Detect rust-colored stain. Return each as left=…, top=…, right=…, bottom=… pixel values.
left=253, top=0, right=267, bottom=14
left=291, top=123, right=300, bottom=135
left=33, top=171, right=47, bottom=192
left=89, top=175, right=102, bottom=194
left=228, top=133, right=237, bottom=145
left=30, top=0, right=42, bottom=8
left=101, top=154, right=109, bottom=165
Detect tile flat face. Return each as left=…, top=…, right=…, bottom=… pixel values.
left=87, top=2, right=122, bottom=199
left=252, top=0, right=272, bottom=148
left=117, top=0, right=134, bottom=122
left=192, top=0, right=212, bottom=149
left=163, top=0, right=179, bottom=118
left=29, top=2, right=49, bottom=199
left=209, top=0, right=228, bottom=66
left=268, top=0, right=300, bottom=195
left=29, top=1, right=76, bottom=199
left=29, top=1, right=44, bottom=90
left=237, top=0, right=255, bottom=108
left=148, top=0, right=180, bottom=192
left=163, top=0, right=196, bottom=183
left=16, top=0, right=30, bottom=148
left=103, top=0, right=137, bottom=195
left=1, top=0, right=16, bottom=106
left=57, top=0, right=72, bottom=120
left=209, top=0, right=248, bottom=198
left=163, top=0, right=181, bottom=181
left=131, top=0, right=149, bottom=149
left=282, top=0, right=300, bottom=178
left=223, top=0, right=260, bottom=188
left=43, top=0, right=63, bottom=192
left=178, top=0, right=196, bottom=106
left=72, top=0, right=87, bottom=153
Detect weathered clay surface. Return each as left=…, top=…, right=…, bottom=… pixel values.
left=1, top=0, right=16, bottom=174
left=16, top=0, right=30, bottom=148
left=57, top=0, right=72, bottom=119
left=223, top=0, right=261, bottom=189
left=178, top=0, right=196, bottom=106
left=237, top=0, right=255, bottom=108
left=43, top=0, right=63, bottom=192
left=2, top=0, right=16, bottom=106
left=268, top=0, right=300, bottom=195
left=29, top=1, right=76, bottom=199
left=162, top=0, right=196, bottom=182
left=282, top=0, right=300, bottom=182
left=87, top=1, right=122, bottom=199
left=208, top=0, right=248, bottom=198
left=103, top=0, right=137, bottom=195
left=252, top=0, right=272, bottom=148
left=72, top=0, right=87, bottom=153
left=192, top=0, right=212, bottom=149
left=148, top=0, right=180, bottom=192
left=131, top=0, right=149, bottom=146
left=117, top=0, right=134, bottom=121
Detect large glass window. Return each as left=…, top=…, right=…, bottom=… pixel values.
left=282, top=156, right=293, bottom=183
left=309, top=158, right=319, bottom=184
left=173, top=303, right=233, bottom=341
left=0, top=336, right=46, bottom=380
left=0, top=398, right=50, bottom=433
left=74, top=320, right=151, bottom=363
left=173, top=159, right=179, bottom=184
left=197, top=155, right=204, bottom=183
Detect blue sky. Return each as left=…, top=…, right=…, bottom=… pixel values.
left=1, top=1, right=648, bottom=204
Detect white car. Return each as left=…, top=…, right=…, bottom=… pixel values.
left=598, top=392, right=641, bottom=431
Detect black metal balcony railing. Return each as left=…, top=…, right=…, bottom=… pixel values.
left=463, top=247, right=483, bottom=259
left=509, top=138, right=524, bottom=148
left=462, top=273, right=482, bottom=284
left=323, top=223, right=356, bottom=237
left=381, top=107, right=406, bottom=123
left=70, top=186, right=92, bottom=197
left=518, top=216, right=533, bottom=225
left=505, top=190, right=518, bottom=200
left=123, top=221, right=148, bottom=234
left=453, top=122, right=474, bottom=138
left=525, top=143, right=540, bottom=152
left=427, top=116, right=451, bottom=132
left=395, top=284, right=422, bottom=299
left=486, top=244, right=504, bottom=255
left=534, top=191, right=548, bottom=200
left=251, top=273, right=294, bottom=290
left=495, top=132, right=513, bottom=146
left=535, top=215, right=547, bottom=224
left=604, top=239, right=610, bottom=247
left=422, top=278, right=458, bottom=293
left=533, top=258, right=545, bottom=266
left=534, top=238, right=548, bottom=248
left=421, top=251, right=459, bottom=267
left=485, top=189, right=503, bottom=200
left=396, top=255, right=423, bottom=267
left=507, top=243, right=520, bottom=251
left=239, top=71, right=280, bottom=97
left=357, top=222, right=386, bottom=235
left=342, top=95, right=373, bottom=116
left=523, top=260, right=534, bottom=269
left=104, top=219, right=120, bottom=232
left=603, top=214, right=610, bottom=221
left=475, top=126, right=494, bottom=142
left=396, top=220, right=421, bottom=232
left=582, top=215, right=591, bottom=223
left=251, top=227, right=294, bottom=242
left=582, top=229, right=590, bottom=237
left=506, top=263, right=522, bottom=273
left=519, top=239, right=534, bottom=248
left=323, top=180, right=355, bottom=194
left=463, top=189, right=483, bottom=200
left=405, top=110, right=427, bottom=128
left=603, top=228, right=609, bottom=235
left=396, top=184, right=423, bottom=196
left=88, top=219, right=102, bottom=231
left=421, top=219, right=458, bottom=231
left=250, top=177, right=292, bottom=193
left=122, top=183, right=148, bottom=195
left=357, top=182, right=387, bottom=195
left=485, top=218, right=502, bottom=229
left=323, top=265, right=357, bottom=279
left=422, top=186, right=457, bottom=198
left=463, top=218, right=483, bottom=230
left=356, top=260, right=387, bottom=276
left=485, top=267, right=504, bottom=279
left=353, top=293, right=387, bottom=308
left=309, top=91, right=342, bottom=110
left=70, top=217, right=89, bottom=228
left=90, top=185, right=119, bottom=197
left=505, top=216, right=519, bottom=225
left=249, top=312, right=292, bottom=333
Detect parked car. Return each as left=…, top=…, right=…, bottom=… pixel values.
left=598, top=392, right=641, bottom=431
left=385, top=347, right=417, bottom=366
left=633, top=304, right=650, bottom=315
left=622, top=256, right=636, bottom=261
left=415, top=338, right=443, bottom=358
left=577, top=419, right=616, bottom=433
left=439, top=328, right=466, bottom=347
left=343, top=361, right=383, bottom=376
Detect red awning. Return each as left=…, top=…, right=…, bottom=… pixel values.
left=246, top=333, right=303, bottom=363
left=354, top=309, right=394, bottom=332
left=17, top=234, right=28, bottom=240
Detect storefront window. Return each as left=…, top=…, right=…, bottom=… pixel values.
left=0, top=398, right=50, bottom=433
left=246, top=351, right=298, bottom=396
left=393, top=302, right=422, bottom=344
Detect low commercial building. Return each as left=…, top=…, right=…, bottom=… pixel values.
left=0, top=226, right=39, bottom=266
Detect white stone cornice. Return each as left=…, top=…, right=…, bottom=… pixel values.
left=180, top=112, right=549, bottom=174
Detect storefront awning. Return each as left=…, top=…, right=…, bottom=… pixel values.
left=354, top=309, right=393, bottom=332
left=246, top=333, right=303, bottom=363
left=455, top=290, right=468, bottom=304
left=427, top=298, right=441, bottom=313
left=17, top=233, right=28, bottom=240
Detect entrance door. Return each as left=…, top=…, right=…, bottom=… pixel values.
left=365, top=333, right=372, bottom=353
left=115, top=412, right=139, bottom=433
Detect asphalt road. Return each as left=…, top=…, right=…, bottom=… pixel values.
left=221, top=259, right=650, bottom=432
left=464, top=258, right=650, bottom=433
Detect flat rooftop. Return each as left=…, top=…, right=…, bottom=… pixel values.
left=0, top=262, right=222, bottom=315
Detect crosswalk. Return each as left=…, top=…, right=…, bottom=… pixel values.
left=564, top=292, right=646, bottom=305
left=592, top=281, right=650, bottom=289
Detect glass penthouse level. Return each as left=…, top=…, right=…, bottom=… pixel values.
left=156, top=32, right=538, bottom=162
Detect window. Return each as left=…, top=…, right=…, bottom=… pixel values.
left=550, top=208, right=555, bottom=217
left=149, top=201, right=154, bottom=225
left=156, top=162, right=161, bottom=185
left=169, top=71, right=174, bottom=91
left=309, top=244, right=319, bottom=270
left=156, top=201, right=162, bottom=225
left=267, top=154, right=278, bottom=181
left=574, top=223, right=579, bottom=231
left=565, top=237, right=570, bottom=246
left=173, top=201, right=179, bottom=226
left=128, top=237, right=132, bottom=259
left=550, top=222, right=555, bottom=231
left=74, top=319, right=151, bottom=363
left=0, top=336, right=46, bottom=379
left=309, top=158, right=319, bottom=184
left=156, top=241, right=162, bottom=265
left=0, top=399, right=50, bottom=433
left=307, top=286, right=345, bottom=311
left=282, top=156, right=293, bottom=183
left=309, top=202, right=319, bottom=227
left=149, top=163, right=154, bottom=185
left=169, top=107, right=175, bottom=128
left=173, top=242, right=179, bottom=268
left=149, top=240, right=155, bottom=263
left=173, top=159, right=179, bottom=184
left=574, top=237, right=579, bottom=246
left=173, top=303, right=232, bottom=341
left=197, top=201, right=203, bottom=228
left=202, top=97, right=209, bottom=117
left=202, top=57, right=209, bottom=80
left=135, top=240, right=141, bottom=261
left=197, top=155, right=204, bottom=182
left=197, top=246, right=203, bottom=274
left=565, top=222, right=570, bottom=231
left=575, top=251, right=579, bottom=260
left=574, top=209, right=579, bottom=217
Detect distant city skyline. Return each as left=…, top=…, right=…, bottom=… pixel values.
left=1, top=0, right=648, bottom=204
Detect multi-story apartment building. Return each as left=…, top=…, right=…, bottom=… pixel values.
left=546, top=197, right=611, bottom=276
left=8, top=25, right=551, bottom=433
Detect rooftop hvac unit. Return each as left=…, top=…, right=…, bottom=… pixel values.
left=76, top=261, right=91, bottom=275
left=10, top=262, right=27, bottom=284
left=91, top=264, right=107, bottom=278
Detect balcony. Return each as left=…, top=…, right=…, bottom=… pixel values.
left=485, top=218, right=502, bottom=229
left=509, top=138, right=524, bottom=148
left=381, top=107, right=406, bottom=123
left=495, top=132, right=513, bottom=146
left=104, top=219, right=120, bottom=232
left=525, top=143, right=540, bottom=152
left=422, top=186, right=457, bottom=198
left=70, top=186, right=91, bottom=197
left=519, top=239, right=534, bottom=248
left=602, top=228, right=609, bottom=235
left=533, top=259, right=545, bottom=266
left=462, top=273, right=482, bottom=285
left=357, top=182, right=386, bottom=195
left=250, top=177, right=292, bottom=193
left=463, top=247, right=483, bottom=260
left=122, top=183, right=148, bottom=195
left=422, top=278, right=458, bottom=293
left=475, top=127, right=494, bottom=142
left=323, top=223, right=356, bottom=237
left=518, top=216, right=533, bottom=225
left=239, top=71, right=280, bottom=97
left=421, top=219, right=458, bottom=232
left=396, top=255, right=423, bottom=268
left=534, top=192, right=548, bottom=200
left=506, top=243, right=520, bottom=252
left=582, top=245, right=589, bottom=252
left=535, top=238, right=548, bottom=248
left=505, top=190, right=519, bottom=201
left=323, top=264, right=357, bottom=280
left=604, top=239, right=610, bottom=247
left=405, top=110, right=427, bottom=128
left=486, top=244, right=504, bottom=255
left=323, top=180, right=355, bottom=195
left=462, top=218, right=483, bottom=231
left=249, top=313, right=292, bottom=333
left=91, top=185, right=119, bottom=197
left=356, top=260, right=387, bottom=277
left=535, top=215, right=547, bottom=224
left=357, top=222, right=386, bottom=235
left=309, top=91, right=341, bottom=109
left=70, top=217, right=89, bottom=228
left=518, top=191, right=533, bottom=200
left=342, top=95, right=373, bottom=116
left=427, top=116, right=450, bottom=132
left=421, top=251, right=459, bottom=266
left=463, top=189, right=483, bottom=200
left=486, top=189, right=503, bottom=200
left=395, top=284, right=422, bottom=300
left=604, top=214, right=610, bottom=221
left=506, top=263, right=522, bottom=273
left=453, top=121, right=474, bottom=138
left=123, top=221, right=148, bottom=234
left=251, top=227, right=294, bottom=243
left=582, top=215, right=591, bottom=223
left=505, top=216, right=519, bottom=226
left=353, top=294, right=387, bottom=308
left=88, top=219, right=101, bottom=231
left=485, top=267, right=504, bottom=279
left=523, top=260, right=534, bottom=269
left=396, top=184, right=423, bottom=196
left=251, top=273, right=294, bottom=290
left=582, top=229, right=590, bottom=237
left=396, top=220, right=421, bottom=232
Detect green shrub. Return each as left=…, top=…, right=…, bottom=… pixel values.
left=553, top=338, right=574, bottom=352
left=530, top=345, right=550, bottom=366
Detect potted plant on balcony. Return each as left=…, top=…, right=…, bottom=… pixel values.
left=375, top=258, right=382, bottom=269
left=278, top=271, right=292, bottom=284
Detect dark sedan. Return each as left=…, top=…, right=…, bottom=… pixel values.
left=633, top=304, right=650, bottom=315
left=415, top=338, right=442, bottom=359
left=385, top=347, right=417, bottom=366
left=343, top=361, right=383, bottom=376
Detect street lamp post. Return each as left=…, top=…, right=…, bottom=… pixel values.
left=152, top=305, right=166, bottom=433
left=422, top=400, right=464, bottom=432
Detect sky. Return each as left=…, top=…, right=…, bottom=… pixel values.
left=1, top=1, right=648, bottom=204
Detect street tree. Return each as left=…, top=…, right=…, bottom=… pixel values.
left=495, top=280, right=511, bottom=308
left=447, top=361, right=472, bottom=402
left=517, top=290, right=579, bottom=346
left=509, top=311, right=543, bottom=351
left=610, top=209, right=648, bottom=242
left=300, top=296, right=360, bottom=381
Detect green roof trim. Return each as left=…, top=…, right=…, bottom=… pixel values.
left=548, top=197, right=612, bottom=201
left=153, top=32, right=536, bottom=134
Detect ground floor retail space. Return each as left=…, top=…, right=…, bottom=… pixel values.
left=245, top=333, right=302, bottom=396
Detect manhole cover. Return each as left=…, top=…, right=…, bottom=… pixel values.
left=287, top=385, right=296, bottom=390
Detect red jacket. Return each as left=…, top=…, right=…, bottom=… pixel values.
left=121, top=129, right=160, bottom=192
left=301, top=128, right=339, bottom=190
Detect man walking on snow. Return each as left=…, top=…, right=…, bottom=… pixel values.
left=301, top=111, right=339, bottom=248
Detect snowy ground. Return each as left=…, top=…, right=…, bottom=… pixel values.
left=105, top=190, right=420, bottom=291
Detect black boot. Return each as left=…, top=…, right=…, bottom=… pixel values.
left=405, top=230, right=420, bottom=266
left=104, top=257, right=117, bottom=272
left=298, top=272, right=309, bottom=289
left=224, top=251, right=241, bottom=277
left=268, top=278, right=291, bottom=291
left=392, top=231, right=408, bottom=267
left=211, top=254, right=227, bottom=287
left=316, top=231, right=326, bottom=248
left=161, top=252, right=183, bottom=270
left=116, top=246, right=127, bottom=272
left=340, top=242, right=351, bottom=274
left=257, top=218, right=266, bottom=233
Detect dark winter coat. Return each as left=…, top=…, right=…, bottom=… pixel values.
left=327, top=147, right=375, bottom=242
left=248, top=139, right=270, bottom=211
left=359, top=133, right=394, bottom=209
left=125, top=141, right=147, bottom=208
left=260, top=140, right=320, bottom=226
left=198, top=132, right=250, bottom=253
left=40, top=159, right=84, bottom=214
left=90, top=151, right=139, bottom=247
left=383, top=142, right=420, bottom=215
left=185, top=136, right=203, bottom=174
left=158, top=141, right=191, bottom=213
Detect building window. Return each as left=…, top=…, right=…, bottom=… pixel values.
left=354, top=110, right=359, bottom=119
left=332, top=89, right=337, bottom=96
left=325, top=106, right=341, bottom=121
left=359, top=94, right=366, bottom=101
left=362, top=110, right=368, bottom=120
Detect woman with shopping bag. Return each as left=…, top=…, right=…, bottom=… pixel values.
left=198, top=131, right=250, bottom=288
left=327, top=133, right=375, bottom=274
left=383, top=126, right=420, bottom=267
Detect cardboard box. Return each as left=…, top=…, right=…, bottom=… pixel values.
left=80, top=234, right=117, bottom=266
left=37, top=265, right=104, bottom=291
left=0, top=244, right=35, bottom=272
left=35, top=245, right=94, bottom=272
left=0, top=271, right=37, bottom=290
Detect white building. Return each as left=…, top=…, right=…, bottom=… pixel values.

- - -

§ **Task instructions**: Copy out the line containing "Detect woman with", then every line after it through the end of the listing, exactly and with nothing else.

§ **Answer to the problem**:
Detect woman with shopping bag. Return each as left=…, top=…, right=…, bottom=… pixel values.
left=198, top=131, right=250, bottom=288
left=327, top=133, right=375, bottom=274
left=383, top=126, right=420, bottom=267
Detect cardboard box. Return each as left=…, top=…, right=…, bottom=… pixel values.
left=80, top=234, right=117, bottom=266
left=37, top=265, right=104, bottom=291
left=0, top=244, right=35, bottom=272
left=35, top=245, right=94, bottom=272
left=0, top=271, right=37, bottom=290
Detect white building. Return each as left=…, top=…, right=…, bottom=… pixel values.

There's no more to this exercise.